* [Text under study]
----

Phillip Symour Hoffman and Uncle Jin


I was at the gym this morning when breaking news flashed across the television screen in front of me, saying Phillip Seymour Hoffman has died. He was 46 years old. I have come to like his acting a lot. I thoroughly enjoyed “Doubt” where he played a catholic Father alongside Meryl Streep to great effect. For one reason or another I have never got around to watching “Capote” and so probably missed his most acclaimed performance.

I was quickly scanning his responses to interviews about how he struggled to cope with everyday activities. He said something to the effect that he, like many people, woke up each morning and struggled in wondering if he knew he was going to spend the day doing something that he would feel good about at the end of that day so that he could end that day sleeping well.

I guess that struggle often meant he didn’t think so which lead to his reported problems with heroin. Like many people, I guess when a celebrity who performs heroically on screen reveals such vulnerability there is a certain level of comfort on the part of plebs like me. And yet it also reveals how we can over-rate the role of performance and making a difference in the workspace.

Work, like a mate of mine often said, is a means to an end. In as much as it takes a huge chunk of our time, performance should probably make a difference in other spheres more than in work. I’m sure many would not share this view. Work and its focus, and centrality in life, tends to underpin wealth creation and wellness of one’s body and to a lesser extent, soul. To relegate it to any other level can feel like a cop out. Yet it looks like it is the source of turmoil and lair of demons to souls like Hoffman.

----

* [Tasks to perform]
a - Decide whether each of these statements agrees with the blog post on Hoffman's death: (i) The writer heard the news of Hoffman's death while at the gym; (ii) The writer has seen "Capote"; (iii) A friend of the writer often said that work is a means to an end. Answer yes or no for each and quote the words of the post that settle it.
b - Continue the blog post on Hoffman's death from its last sentence, keeping the same first-person voice.

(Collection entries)
----

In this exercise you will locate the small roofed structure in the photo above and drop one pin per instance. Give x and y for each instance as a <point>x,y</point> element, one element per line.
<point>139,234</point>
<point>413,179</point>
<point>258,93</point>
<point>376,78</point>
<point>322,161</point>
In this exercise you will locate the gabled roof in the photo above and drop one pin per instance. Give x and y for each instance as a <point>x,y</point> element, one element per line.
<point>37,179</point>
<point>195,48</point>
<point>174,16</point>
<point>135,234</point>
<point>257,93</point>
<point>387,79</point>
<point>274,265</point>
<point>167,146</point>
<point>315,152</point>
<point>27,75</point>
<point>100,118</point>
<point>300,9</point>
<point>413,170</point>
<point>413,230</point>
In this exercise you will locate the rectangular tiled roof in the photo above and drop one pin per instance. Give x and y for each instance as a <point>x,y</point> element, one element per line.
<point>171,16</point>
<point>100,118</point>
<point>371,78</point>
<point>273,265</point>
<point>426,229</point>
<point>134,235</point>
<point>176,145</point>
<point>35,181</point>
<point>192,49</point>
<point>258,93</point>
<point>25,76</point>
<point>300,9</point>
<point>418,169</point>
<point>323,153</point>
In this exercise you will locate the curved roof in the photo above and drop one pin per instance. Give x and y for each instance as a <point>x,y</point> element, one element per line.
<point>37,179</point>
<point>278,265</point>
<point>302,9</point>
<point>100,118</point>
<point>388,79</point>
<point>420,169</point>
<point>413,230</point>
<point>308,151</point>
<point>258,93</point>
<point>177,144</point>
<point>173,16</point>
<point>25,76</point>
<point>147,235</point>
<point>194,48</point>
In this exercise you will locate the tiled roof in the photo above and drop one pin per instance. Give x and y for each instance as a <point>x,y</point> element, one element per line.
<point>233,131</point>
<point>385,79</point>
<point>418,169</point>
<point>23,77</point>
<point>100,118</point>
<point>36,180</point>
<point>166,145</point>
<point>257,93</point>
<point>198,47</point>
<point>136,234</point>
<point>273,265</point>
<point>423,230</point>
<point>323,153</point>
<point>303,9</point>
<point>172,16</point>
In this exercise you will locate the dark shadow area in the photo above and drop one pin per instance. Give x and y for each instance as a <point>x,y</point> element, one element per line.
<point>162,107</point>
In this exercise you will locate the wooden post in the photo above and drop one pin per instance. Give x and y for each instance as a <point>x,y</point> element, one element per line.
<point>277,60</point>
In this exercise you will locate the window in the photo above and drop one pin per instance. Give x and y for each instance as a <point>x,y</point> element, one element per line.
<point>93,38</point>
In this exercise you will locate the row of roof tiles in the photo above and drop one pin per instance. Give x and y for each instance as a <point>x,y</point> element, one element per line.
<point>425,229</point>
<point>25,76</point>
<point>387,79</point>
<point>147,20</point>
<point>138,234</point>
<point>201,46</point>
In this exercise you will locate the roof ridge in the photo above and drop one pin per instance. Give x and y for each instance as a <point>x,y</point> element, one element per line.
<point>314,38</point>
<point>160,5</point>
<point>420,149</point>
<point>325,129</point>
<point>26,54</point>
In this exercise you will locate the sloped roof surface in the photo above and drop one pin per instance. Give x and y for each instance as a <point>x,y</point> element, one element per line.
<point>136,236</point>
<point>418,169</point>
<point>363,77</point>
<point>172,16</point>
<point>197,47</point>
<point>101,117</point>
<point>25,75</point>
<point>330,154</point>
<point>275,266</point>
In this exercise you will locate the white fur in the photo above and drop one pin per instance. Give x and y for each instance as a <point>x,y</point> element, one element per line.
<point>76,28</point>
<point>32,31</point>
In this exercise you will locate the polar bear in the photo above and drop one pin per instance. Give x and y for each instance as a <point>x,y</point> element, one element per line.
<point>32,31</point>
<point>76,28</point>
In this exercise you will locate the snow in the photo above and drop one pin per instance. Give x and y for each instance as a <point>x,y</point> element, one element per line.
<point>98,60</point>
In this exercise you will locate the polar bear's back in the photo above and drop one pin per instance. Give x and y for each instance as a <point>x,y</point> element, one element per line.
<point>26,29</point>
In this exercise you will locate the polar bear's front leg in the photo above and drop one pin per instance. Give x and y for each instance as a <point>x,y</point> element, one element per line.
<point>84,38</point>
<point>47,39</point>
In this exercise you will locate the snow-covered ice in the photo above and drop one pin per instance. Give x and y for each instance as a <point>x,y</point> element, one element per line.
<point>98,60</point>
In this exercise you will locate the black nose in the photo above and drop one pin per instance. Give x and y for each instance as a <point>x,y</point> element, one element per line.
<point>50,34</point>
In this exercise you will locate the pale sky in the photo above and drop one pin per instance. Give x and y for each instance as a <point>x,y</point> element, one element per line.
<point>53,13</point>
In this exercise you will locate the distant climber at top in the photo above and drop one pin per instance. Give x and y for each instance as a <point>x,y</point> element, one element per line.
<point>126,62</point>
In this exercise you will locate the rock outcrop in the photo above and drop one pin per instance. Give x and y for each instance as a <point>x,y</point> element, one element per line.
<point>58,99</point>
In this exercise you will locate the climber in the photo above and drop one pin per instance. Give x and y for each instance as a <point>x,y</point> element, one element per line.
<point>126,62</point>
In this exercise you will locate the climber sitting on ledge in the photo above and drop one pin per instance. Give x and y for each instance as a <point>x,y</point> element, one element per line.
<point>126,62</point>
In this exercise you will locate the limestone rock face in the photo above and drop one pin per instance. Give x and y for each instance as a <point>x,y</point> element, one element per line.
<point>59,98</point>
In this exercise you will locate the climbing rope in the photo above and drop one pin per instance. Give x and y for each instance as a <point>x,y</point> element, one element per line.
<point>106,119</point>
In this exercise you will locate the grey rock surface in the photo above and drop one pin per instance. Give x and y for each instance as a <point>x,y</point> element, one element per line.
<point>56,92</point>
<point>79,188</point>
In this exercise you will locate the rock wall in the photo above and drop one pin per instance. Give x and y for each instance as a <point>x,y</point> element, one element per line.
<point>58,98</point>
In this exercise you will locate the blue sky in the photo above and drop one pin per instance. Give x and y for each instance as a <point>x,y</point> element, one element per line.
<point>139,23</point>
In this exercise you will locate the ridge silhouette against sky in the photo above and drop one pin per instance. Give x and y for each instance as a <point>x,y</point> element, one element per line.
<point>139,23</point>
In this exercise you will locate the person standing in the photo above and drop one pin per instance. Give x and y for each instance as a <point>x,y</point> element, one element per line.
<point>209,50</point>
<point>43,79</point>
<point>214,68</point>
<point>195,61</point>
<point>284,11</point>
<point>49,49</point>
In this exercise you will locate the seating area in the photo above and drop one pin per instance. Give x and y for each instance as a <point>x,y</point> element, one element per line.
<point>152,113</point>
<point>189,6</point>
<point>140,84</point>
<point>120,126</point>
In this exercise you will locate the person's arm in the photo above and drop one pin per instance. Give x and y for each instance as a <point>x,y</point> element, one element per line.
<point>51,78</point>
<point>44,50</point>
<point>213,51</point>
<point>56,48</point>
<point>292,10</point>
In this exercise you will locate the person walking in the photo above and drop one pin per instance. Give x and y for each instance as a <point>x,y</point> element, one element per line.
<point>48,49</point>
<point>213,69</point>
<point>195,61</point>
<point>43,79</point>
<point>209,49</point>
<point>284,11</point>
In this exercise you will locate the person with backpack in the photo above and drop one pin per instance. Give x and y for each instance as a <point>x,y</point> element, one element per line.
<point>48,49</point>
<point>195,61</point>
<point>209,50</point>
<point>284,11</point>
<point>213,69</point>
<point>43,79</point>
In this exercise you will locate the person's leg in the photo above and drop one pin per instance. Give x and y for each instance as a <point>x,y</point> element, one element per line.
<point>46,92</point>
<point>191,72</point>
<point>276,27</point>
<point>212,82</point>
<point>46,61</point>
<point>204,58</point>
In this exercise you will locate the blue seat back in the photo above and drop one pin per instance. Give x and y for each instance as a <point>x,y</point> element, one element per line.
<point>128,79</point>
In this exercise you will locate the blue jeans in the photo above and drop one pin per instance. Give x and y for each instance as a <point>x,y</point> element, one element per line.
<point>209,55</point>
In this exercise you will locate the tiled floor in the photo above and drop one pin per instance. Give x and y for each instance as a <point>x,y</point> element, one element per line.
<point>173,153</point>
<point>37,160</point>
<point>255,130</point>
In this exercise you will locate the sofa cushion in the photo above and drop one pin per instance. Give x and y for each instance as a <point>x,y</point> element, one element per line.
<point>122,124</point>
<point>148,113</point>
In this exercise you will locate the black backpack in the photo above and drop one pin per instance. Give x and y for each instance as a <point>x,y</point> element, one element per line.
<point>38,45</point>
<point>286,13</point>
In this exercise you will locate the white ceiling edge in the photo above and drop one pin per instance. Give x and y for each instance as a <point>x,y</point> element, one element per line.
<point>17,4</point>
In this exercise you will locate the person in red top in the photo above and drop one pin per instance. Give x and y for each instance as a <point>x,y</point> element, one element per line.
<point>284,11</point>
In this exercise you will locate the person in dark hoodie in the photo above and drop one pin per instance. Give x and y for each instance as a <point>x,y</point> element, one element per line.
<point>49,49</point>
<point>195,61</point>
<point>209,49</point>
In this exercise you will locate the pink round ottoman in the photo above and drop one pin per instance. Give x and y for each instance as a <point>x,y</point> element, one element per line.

----

* [Response list]
a -
(i) Yes: "I was at the gym this morning when breaking news flashed across the television screen in front of me, saying Phillip Seymour Hoffman has died."
(ii) No: "For one reason or another I have never got around to watching “Capote” and so probably missed his most acclaimed performance."
(iii) Yes: "Work, like a mate of mine often said, is a means to an end."

b -
Tress and I visited Uncle Jin in his home at Point Cook over the weekend and the simplicity of life appears to be the takeaway. Here’s a wealthy man who now confronts the vagaries of life in the form of medical uncertainty. His wife is a pillar of strength but has her moments of weakness. All he wants now is knowledge of what confronts him and what that means to the future. His future. His wife’s future. His soon to be married daughter’s future. The future of all of his children and his grandchildren.

All Tress and I could do is to be there for him. We didn’t perform in a way that made a difference. Sometimes one doesn’t have tasks to be accomplished to make a difference. I hope we made a difference simply by being there. But it doesn’t matter. It is not about us making a difference. It is about the welfare of those around us. Or are they just different sides to a coin? Maybe. But when we focus on just one side as we often do, something doesn’t sit right…

I hope Uncle Jin finds peace soon. I hope the doctors give him positive news and soon. I hope he finds true peace – peace with God – soon.